**THE DATA**
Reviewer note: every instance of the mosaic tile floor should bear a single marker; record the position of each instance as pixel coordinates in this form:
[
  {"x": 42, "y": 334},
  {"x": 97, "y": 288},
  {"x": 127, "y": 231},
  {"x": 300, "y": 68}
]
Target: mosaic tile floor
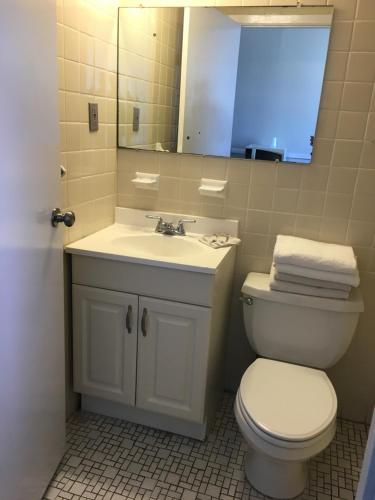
[{"x": 109, "y": 459}]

**WHAT NEEDS TO BE DONE**
Write out all the lines above again, requests included, and raise every coordinate in the answers by 37. Leave the sample coordinates in the requests unchanged, and omit the pictures.

**TASK RESULT**
Reviewer note: every instance of the mosaic tile floor should bear a single marker; record the position of each instance as pixel coordinates in this form:
[
  {"x": 42, "y": 334},
  {"x": 97, "y": 288},
  {"x": 127, "y": 231},
  {"x": 300, "y": 68}
]
Target: mosaic tile floor
[{"x": 146, "y": 496}]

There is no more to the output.